**Text section**

Mani Ratnam is one of my favorite directors working at the moment. His films are intricately beautiful from start to finish, offering up worlds that I rarely see in other films. I was a huge fan of the box office and critical failure, Kaatru Veliyidai, because of how well it studied the characters in the film and the gorgeous visuals that took me away to another time. It certainly took a lot of risks and wasn’t a conventional film by most means. Chekka Chivantha Vaanam on the other hand is a very conventional film that plays it’s characters very safely and doesn’t really indulge in them as much as I would’ve wanted it to. Though the visuals here are once again spectacular with the music complimenting it beautifully, there are also plenty of scenes that just don’t work because we never really understand the characters in the first place.
The first half of this film is what I expected from a Mani film. It was beautifully shot, the music from A.R Rahman and Vairamuthu was amazing, and the story development was also intricate and interesting. There are some unneeded action sequences, like the one in the brothel, which are clearly put in there to please a larger audience, but I thought that was fine too. Certainly I didn’t expect this film to do anything that different from your regular gangster film, it doesn’t really set itself up to be anything that different either. Though what this film makes abundantly clear from the start is that this is a film filled with characters upon characters, with their own ambitions and thoughts on how to go about achieving their goals, and I loved this aspect of it. Though this starts off like a regular gangster film, these characters really make this film its own. They seem to have intricate backstories that layer this film and that drive it from scene to scene. Even moments when nothing is happening and these characters are just sitting around and talking, you begin to think about why each character is saying what they did, what they are planning to do and so on; there is a lot of tension in these sequences that remind me just how great a master filmmaker Mani Ratnam is. The acting here by Arvind Swamy, Sethupathi and the entire cast is also spot on.

**Given request**
Carry on writing the review of Chekka Chivantha Vaanam from the point where it stops. The items that come next are not needed for anything here.

[Data listing]
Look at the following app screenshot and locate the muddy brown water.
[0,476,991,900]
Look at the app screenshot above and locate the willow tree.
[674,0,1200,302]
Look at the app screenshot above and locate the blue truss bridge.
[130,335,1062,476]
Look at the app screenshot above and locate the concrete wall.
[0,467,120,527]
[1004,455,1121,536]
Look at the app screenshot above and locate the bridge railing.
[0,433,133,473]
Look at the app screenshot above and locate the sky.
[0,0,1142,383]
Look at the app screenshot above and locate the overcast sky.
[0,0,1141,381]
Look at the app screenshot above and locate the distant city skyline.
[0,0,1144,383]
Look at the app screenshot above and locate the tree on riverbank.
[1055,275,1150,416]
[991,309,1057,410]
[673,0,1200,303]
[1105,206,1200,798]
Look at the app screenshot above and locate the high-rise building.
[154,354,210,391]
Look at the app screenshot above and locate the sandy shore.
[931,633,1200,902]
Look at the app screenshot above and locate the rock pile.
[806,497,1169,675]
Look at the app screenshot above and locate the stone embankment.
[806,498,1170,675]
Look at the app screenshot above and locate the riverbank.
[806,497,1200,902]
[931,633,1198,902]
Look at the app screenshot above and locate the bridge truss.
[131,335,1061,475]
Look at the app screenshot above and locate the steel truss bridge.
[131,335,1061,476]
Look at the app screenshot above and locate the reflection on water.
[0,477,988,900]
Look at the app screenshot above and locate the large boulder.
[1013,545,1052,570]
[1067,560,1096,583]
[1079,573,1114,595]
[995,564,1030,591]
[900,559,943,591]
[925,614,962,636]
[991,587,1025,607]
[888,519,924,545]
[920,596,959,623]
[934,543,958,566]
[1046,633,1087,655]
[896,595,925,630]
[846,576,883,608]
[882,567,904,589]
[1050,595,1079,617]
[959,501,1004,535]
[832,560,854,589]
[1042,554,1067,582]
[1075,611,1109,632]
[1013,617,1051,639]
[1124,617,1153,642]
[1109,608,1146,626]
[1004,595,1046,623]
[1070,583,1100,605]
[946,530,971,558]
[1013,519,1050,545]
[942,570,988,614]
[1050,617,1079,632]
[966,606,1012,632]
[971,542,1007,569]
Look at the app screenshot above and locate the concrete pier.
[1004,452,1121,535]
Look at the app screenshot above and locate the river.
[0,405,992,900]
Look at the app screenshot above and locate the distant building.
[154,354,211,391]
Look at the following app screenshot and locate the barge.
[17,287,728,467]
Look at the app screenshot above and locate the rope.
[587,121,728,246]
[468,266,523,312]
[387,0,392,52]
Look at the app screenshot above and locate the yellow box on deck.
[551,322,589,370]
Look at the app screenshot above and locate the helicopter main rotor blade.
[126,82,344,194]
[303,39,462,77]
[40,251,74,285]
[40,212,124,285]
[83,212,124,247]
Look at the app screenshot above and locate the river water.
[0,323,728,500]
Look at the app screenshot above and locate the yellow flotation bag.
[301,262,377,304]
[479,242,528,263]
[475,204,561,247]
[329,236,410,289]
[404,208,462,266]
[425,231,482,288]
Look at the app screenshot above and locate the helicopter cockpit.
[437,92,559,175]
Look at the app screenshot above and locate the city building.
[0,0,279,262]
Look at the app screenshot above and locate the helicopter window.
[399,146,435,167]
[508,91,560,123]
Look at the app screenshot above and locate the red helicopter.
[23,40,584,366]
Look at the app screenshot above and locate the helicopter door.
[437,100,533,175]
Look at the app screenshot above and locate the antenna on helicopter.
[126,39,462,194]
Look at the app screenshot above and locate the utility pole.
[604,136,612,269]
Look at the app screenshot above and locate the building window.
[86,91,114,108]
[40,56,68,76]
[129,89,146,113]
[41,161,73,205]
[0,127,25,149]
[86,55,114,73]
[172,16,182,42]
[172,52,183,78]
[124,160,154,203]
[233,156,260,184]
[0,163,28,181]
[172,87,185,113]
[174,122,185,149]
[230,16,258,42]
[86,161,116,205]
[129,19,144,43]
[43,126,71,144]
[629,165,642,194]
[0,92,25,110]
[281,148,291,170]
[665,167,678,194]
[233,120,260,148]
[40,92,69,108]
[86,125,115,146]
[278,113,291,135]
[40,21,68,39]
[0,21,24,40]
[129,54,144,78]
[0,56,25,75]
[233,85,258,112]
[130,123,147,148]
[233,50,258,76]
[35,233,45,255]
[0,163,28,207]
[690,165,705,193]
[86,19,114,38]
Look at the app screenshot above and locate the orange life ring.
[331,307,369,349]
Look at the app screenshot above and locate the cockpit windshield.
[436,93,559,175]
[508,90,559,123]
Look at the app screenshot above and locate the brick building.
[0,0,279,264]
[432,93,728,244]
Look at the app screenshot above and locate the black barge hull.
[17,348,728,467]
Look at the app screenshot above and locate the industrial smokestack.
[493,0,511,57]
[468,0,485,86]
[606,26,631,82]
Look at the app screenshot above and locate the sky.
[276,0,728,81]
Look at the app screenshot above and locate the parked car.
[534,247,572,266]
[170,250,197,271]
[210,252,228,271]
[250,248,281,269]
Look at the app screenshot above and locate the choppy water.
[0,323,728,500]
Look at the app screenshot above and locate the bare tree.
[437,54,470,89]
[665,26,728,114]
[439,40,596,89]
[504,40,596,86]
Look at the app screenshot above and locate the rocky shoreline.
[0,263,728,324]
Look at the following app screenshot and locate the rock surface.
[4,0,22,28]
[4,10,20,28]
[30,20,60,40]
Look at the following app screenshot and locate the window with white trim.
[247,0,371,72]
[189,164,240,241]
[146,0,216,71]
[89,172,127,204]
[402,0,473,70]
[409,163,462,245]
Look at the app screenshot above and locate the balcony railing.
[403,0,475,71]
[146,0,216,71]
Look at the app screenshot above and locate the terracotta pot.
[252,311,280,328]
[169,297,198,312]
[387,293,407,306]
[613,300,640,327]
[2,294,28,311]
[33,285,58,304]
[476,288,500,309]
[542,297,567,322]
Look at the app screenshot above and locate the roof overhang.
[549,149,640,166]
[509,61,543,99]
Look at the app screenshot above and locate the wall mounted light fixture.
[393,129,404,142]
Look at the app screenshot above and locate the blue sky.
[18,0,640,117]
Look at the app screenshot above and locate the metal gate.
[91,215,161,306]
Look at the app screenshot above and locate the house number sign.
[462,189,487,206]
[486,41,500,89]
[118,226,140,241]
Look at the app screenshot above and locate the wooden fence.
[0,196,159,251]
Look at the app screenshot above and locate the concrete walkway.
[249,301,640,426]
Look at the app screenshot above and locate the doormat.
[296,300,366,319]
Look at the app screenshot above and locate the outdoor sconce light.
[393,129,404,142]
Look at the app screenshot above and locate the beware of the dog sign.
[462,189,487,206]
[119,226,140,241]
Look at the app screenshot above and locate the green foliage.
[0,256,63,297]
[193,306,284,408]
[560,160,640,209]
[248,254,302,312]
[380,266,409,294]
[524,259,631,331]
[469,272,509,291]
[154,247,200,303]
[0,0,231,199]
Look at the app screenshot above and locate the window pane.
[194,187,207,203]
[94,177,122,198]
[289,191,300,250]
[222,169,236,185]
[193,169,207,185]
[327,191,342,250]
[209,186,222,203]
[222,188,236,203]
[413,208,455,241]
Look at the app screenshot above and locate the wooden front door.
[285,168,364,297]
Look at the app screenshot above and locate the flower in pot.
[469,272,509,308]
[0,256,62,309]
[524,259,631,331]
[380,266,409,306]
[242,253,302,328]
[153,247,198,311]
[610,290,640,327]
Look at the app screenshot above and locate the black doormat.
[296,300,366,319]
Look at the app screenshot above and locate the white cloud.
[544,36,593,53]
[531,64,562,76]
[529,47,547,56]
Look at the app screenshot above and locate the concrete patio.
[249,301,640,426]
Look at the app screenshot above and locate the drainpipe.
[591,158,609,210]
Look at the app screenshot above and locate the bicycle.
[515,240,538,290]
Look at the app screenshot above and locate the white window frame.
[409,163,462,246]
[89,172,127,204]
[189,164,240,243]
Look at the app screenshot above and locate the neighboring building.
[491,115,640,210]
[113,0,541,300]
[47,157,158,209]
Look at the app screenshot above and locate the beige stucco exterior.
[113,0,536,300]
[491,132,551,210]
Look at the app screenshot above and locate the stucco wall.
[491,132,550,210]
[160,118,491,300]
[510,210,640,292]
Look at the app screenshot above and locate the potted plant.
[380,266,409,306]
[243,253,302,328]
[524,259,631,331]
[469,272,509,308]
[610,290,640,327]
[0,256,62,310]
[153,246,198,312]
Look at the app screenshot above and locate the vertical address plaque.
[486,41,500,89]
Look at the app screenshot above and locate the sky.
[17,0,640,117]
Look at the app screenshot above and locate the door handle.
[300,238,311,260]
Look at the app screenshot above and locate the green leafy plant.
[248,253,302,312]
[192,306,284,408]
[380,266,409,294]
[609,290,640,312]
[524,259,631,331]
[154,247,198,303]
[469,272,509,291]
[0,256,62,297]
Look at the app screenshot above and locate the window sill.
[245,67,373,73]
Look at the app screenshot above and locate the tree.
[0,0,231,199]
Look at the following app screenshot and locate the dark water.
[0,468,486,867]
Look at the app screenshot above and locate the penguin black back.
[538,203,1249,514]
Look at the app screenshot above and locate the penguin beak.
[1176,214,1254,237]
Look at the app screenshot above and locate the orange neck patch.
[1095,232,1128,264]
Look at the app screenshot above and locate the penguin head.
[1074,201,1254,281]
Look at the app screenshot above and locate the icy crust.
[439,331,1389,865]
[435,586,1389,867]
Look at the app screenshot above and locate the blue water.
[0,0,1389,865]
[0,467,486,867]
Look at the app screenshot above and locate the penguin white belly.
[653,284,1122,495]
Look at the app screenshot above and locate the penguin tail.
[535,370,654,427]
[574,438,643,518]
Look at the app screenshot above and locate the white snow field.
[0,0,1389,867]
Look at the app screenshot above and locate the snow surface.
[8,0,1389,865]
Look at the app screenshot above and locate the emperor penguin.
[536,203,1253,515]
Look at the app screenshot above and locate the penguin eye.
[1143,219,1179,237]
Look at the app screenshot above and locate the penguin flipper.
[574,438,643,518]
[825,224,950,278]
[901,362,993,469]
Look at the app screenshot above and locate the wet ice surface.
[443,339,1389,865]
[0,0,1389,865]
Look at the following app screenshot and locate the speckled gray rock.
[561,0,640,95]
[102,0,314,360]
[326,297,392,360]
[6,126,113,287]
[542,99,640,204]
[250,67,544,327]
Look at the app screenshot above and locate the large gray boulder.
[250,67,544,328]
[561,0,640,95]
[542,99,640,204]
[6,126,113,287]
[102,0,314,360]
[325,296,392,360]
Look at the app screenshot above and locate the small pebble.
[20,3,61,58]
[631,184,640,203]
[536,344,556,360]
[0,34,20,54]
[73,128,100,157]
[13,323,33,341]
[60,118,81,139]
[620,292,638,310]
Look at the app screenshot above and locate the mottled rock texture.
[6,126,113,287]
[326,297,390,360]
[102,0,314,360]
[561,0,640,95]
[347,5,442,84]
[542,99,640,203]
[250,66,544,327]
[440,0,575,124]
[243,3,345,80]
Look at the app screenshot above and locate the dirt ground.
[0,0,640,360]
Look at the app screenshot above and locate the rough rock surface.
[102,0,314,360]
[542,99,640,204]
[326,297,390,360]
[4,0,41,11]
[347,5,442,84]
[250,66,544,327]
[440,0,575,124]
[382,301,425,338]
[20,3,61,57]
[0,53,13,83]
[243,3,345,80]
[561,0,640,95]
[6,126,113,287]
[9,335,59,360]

**Exercise result**
However, the second half unbelievably throws all of this out of the window. It just dissolves into fight scene after fight scene. And when a film does this without fully exploring the characters that it set up before hand, the entire actions sequences just become boring. The first half of the film does a great job at introducing the characters to us but that’s it. The second half doesn’t take these characters forward from there, and you never really come to understand these characters in the way that the first half led on that you would. There is beautiful scene in the second half of the film where one of the sons is talking to his mother who is begging him to stop the violence that he is wreaking on his brother, and I didn’t feel anything because their relationship was never explored up to that point, and when we do see this scene we realize that there was so much more going on between them that was just simply never talked about. Even the love triangle between Swamy, Jyothika and Aditi Rao Hydari was really intriguing but the second half, again, just throws it away. Like what was the point of introducing all this to us if it was not going to be explored?
Not only that but you being to realize, as the bodies fall, that many of these characters that you were introduced to simply don’t matter and you don’t really feel anything. The second half throws its complex characterization out and instead focuses on fight scenes which because the characters are never really explored in any meaningful way, depreciated into mindless and boring violence. It’s all frustrating because I feel as though there was a much bigger film here, where the characters are better explored and the fight scenes are more intense, like the first half of the film led on, but as it stands this is just a messy film that never really goes anywhere.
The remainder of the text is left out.